--- PROBLEM DESCRIPTION ---
Copy the data exactly, pictures aside.

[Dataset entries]
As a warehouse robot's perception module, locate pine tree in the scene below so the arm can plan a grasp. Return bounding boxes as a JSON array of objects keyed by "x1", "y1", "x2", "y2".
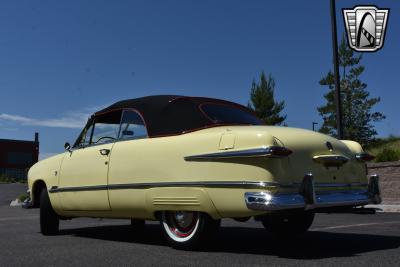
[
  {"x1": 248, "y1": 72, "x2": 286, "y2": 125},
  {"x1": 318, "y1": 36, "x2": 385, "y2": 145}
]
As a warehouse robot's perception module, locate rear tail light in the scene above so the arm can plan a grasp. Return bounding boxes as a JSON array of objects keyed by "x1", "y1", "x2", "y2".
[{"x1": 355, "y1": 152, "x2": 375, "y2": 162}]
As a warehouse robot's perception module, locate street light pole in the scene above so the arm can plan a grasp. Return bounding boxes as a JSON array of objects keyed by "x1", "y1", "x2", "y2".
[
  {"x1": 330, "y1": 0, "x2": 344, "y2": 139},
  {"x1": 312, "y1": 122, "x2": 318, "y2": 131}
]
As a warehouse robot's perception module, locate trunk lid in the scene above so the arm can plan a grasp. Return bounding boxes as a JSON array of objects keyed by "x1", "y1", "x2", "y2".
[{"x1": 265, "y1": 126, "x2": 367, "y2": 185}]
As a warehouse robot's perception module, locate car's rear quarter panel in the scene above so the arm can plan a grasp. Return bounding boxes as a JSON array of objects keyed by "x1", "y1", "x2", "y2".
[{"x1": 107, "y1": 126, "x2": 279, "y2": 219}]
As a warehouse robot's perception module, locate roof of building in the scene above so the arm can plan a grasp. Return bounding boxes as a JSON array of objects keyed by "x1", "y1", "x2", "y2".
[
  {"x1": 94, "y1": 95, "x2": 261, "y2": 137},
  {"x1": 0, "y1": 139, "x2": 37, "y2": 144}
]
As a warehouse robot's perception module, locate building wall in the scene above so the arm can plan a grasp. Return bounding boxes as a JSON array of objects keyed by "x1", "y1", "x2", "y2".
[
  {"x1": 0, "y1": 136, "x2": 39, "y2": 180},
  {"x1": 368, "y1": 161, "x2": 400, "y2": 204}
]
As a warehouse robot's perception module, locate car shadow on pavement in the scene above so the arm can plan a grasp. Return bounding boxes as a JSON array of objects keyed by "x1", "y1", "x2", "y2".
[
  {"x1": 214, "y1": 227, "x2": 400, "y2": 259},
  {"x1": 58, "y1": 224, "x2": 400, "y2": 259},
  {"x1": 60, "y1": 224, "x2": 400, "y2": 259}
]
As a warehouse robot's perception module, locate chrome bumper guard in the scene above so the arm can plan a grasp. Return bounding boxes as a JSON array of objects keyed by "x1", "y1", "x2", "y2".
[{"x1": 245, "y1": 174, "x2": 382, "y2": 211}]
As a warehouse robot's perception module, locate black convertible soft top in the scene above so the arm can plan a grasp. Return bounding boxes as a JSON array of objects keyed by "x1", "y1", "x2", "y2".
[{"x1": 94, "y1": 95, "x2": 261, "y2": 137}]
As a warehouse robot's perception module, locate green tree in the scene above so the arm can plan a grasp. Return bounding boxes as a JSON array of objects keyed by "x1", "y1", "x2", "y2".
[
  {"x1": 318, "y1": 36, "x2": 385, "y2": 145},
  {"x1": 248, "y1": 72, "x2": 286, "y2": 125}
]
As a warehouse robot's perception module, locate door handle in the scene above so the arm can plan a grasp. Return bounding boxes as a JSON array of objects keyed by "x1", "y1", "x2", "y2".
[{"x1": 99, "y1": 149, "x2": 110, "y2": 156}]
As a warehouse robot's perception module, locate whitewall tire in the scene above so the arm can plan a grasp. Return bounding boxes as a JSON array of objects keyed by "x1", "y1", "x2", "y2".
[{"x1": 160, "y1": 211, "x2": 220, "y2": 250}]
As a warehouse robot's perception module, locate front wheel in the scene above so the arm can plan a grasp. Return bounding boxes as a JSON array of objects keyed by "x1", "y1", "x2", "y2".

--- EXERCISE OUTPUT ---
As a warehouse robot's perception module, locate pine tree in the scene below so the arm can plan a grasp. Return bounding boxes as a JSON array of objects keyed by "x1", "y1", "x2", "y2".
[
  {"x1": 248, "y1": 72, "x2": 286, "y2": 125},
  {"x1": 318, "y1": 36, "x2": 385, "y2": 145}
]
As a warehouse robot's perception module, locate rear tail light in the scene above so the arm can plan a grasp. Return bounding boxes as a JSON array of objects keyed by "x1", "y1", "x2", "y2".
[{"x1": 355, "y1": 152, "x2": 375, "y2": 162}]
As a warehouse robot's perception module, locate street light pole in the scene above so the arm can plan a grasp. Return bounding boxes as a JSON array of objects keyed by "x1", "y1", "x2", "y2".
[
  {"x1": 330, "y1": 0, "x2": 344, "y2": 139},
  {"x1": 312, "y1": 122, "x2": 318, "y2": 131}
]
As a warehouse robot's perception module, locate trunk lid in the scene above so the arm can plan a grasp. Return bounding boxes as a JSON array of objects keyed by "x1", "y1", "x2", "y2".
[{"x1": 265, "y1": 126, "x2": 367, "y2": 185}]
As a warehouse robot's perception module, locate car's rear quarter panel in the scene above so the arm can plan a grasp. Return bounding boxes as a JSON array of objects keyed by "x1", "y1", "x2", "y2".
[{"x1": 107, "y1": 126, "x2": 279, "y2": 219}]
As a warehouse robot's perception module, locate roof of building in the scene above so the arm can plan a grasp. Return bounding boxes as a JSON array of objects keyed by "x1", "y1", "x2", "y2".
[
  {"x1": 94, "y1": 95, "x2": 261, "y2": 137},
  {"x1": 0, "y1": 139, "x2": 37, "y2": 144}
]
As a warehouse robot's perception module, locate building wall in the scene above so the arm can plan a grasp. Return bounding boxes as a JSON array of objects keyed by "x1", "y1", "x2", "y2".
[
  {"x1": 0, "y1": 136, "x2": 39, "y2": 180},
  {"x1": 368, "y1": 161, "x2": 400, "y2": 204}
]
As a warehouse robot's perception module, locate car shadow on pavement in the scene above so the arm can plan a grasp. Return bounding boxes as a JSON array of objects keyed by "x1", "y1", "x2", "y2".
[
  {"x1": 214, "y1": 227, "x2": 400, "y2": 259},
  {"x1": 58, "y1": 224, "x2": 400, "y2": 259},
  {"x1": 60, "y1": 224, "x2": 400, "y2": 259}
]
As a warehouse robot's perception module, locate chrome bumper guard in the scene above so the arm can plan a grasp. Return bounding boxes as a JSON array of objects keyed by "x1", "y1", "x2", "y2".
[{"x1": 245, "y1": 174, "x2": 382, "y2": 211}]
As a warehouse robot's perception module, locate black convertible soft top in the scene above so the arm can plan a grasp. Return bounding boxes as a JSON array of objects keyed by "x1", "y1", "x2", "y2".
[{"x1": 94, "y1": 95, "x2": 261, "y2": 137}]
As a warehouse robot's perception module, locate green tree in the scene above so the arm can plan a grasp. Return bounding boxes as a JSON array of objects keyed by "x1", "y1", "x2", "y2".
[
  {"x1": 318, "y1": 36, "x2": 385, "y2": 145},
  {"x1": 248, "y1": 72, "x2": 286, "y2": 125}
]
As a warehouse robot's perception module, locate door handle in the scene above so the arm can plan a grasp. Return bounding boxes as a JSON array of objects keyed by "x1", "y1", "x2", "y2".
[{"x1": 99, "y1": 149, "x2": 110, "y2": 156}]
As a warehouse robot's perception module, locate whitewall tire in the scene above so the arm can plan a grasp. Return bounding boxes as a JSON array of objects keyed by "x1", "y1", "x2", "y2".
[{"x1": 160, "y1": 211, "x2": 220, "y2": 250}]
As a warehouse robot's perception module, locate front wheel in the scene above so the arm can plan a grasp. Return bounding boxes as a JSON array of objects keyed by "x1", "y1", "x2", "y2".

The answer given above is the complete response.